» Source extract
Content starts

Vyrill’s search engine gives e-commerce-driven companies a way to manage and leverage this new phenomenon. It can match brands, products, categories, keywords and hashtags with the authentic videos made by influencers.
And there’s more. In a matter of minutes, companies can license content they like without ever leaving Vyrill’s platform. And it can do it at scale. It’s a win-win for both companies and influencers.
And Vyrill plans to expand this functionality by building tools to deliver licensed content directly to e-commerce sites and enable videos in a search box on shopping sites.
Vyrill certainly isn’t the only company that understands there’s a massive $7 billion opportunity here for the taking. But it’s the only company taking these critical steps right now. It has a significant head-start on its current and future competitors.
Vyrill has a handful of small, medium-sized and large companies (including one with revenues of more than $100 billion) paying to use its search engine. Another 50-plus companies are testing its video search technology for free. And Vyrill is signing up around two-to-five brands a week.
Vyrill is basically pre-revenue — but not for long. By the end of this year, it expects to average $1.5 million in revenue on an annual basis. And next year, revenues should be much bigger.
Google-like But Much Better
Vyrill’s investment opportunity is Google-like — but even better in one important respect. When Google had its initial public offering (IPO), its shares went for $85 each, giving it a total valuation of $23 billion. And the investors who got in that first day made out. For every dollar they invested, they pocketed more than $40.
There’s nothing wrong with a 40X return. But it’s not 100X or 1,000X startup investors expect. Then again, you and I wouldn’t have been able to invest in Google during its startup days. That right was reserved for institutional investors. But we can invest in Vyrill.
Vyrill’s valuation is capped at $8 million. You’re getting shares for pennies on the dollar because you’re investing while it’s still a startup.
It’s entirely possible that Vyrill may never reach Google’s level . But it doesn’t have to. The video e-commerce space is big enough for multiple companies to grow into very large enterprises. Vyrill doesn’t have to be the biggest. If it’s merely among the biggest, your returns would be unbelievable.
Right now it’s doing better than that. Vyrill is head of the pack. It’s in absolutely no danger of giving up its lead in the foreseeable future. It’s going to be hard for other companies to catch up.

Content ends

» Dataset excerpts
Content starts

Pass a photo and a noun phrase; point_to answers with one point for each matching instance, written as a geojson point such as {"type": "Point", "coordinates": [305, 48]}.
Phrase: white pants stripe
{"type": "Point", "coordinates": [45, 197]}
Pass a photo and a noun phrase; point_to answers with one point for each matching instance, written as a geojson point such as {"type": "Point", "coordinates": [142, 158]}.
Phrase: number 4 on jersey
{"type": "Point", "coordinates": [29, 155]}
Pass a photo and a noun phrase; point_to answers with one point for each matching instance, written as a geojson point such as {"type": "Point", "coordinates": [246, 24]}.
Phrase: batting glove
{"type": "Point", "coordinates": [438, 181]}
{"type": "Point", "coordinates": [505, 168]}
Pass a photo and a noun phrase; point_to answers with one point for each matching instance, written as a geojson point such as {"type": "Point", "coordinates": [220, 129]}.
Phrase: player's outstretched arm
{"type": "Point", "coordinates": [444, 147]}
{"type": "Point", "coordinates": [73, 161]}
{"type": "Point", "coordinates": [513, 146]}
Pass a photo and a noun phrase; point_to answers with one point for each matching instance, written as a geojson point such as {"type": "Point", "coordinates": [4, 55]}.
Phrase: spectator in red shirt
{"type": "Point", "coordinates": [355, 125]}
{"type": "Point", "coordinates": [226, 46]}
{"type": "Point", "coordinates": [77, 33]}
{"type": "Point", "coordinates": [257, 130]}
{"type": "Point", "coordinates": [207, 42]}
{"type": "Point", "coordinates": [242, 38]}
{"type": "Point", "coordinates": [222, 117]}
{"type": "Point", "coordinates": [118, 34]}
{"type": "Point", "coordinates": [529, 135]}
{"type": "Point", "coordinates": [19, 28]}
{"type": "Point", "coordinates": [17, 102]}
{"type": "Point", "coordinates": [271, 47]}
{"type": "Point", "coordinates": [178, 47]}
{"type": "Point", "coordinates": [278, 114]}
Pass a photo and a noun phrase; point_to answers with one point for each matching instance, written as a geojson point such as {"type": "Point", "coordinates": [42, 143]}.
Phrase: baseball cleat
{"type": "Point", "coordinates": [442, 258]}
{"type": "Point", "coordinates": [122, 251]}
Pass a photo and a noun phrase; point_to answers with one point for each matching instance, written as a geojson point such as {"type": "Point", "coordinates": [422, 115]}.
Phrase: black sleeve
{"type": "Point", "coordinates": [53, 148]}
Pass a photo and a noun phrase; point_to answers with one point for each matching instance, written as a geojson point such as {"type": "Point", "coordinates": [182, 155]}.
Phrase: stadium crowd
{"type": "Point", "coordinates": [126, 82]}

Content ends

» Exercise 1
According to the Vyrill excerpt, at what amount is Vyrill's valuation capped?
» Exercise 2
Reproduce the Vyrill excerpt, starting at the words "Vyrill certainly isn’t" and stopping after "and future competitors.".

» Your solution 1
$8 million

» Your solution 2
Vyrill certainly isn’t the only company that understands there’s a massive $7 billion opportunity here for the taking. But it’s the only company taking these critical steps right now. It has a significant head-start on its current and future competitors.